═════ PROVIDED TEXT ═════

Re: Insulating metal AC lines

Posted: Thu Jun 23, 2022 7:53 pm
by maddog2020
The larger line was available from 928intl and was in almost new condition. The other line was not available from Porsche and another Porsche salvage ruined 2 of the non rear air lines removing them and shipping them. I ended up buying the one I have from a place on eBay from Germany. Most of the S4 and later cars in the US have rear air so they are hard to come by. Knowing what I know now, I would just take the ones off the car and have them patched. They are made from aluminum and have some sort of grey anodizing on them. You will have to cut off the part of the lines that go under the car if you want to get them out of the car with an engine in place. Not a problem since you plan to have them patched. I would remove all of the t that goes to the rear and have someone weld or braise on a small round piece to patch the pipe. I would not just put a cap on a section of the T as that would provide a place for foreign debris to collect and you’d never get it out.

Re: Insulating metal AC lines

Posted: Thu Jun 23, 2022 7:55 pm
by maddog2020
I also found that it is a bad idea to insulate this as it is a return line, and by insulating it you could cause the Freon to “slug” the compressor and cause more problems than you solve.

Re: Insulating metal AC lines

Posted: Thu Jun 23, 2022 9:50 pm
by worf
maddog2020 wrote: Thu Jun 23, 2022 7:53 pm You will have to ...
Dude, I removed my rear A/C 15 years ago. I have my own methods for doing that with the OE lines. One, reversible, method I've done to a few clients' 928s with leaking rear evaps.

I have new front-only A/C lines in storage that I'll put in when the motor's out for its '35-year' maintenance.

Image

Re: Insulating metal AC lines

Posted: Thu Jun 23, 2022 10:07 pm
by worf
maddog2020 wrote: Thu Jun 23, 2022 7:55 pm I also found that it is a bad idea to insulate this as it is a return line, and by insulating it you could cause the Freon to “slug” the compressor and cause more problems than you solve.
Hmmm...

https://www.engineeringtoolbox.com/dich ... d_972.html

A healthy ND 10PA20 or 6E171 low side pressure is 1.5(-ish) to 2 BAR. Seems like it operates right on the saturation pressure line anyway.

═════ GIVEN RECORDS ═════

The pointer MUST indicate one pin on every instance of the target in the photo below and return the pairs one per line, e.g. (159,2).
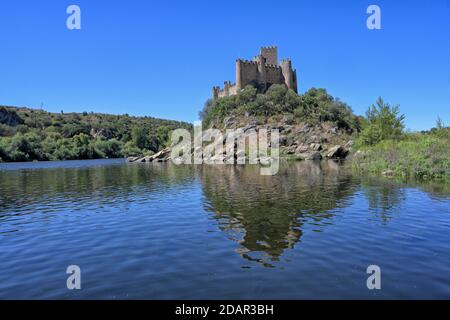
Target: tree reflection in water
(266,215)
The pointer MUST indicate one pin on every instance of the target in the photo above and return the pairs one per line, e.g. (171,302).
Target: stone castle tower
(263,71)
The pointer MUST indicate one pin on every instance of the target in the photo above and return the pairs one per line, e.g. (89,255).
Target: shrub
(383,122)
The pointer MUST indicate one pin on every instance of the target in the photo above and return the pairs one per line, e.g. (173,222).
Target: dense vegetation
(315,106)
(386,147)
(28,134)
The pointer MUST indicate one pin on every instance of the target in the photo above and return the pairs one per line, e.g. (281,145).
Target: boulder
(337,152)
(301,149)
(315,146)
(313,155)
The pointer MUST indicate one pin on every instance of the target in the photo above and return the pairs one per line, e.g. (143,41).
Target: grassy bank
(30,135)
(383,147)
(417,155)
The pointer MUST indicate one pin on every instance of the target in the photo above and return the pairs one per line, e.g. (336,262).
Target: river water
(160,231)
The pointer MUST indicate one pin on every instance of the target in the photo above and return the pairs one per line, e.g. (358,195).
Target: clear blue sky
(161,58)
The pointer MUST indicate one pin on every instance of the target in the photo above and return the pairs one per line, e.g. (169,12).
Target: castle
(261,72)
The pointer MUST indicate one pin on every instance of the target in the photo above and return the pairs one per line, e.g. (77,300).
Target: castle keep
(263,71)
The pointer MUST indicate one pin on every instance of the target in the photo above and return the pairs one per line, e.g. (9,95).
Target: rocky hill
(312,126)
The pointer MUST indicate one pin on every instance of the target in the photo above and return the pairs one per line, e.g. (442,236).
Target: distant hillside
(29,134)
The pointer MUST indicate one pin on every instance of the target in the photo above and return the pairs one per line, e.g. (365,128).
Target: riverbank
(418,155)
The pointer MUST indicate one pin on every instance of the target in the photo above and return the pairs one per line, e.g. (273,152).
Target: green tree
(383,122)
(139,136)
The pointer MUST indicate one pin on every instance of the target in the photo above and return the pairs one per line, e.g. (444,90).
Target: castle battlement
(261,72)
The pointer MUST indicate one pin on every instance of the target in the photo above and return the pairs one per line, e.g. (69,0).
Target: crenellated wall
(262,72)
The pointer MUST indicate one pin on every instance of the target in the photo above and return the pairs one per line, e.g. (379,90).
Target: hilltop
(29,134)
(312,125)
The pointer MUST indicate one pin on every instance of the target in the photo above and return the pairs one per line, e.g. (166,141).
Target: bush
(383,122)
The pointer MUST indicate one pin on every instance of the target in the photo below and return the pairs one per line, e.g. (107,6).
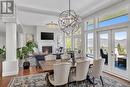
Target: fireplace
(47,49)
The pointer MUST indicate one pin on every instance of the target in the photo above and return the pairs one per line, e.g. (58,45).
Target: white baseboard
(10,73)
(114,74)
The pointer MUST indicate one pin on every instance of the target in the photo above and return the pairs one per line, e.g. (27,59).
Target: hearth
(47,49)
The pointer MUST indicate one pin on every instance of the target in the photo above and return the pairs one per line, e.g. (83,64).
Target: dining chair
(65,56)
(50,57)
(61,74)
(79,75)
(96,70)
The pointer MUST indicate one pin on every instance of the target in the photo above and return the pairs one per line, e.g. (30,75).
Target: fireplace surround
(47,49)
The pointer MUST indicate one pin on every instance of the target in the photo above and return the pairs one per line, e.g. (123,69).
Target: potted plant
(24,52)
(2,54)
(2,58)
(71,52)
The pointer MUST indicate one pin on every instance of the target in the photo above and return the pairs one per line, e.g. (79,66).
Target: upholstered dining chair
(65,56)
(81,72)
(61,74)
(96,70)
(50,57)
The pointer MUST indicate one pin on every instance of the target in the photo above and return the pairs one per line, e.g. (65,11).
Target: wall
(26,29)
(53,43)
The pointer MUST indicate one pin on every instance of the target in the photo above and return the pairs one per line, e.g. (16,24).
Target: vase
(26,65)
(73,58)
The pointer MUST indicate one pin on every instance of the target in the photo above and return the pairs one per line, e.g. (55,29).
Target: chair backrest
(97,67)
(82,70)
(101,53)
(61,73)
(50,57)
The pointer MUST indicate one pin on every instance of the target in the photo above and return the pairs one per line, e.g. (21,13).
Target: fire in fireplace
(47,49)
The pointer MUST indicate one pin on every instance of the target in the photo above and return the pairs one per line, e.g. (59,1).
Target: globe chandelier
(69,21)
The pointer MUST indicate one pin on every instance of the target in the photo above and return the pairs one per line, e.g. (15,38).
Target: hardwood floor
(33,70)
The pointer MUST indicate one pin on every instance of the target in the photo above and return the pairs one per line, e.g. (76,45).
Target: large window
(116,18)
(90,48)
(77,43)
(73,41)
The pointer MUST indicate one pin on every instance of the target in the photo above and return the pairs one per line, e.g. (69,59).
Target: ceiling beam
(36,10)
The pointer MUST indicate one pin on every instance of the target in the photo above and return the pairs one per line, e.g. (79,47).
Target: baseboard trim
(118,76)
(10,73)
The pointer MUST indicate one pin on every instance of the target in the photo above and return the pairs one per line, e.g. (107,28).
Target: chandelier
(69,21)
(52,25)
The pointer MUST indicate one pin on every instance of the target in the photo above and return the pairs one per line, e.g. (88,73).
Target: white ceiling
(59,5)
(40,12)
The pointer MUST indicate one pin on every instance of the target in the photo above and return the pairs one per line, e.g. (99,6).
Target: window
(90,45)
(112,21)
(77,42)
(90,24)
(68,43)
(119,17)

═════

THE TASKS:
1 - Echo the AC line forum thread word for word, starting with "I have new front-only" and going on through "pressure line anyway.".
2 - Carry on the forum thread about insulating metal AC lines from the point where it stops.
The rows above have nothing to do with what comes next.

OUTPUTS FOR THE TASKS:
1 -
I have new front-only A/C lines in storage that I'll put in when the motor's out for its '35-year' maintenance.

Image

Re: Insulating metal AC lines

Posted: Thu Jun 23, 2022 10:07 pm
by worf
maddog2020 wrote: Thu Jun 23, 2022 7:55 pm I also found that it is a bad idea to insulate this as it is a return line, and by insulating it you could cause the Freon to “slug” the compressor and cause more problems than you solve.
Hmmm...

https://www.engineeringtoolbox.com/dich ... d_972.html

A healthy ND 10PA20 or 6E171 low side pressure is 1.5(-ish) to 2 BAR. Seems like it operates right on the saturation pressure line anyway.

2 -
But, no matter, if anecdotes exist that insulating the return line is potentially a bad thing then it should be approached with more thought.

In any case, the 928 is condenser limited.

Re: Insulating metal AC lines

Posted: Thu Jun 23, 2022 10:54 pm
by maddog2020
got the condenser, engine bay and under car lines removed this evening. drained almost 8 ounces from the lines which ironically is the required amount of oil for a new compressor. it was foul smelling but clear and clean, so that was good. I'm convinced that this rear air design is why 928's eat compressors. if you don't run the rear air every time you run the front air, oil can and does pool in those lower lines. removing the rear air eliminates 10 different places the system can leak from. I'll have to remove my rear seat delete again to get the rear evaporator out.

Re: Insulating metal AC lines

Posted: Tue Jun 28, 2022 2:41 pm
by worf
Sterling, replacement insulation for the fuel cooler (and the high-pressure line that goes "around" the radiator) can be found at any good hardware store. Go to where the 'normal' hard Styrofoam-type pipe insulation is stocked and you should find the the "squishy" EPDM-type foam for high-temp lines too. Two different sizes needed if you're doing both the cooler and high-pressure line. (New factory line I have has it already.)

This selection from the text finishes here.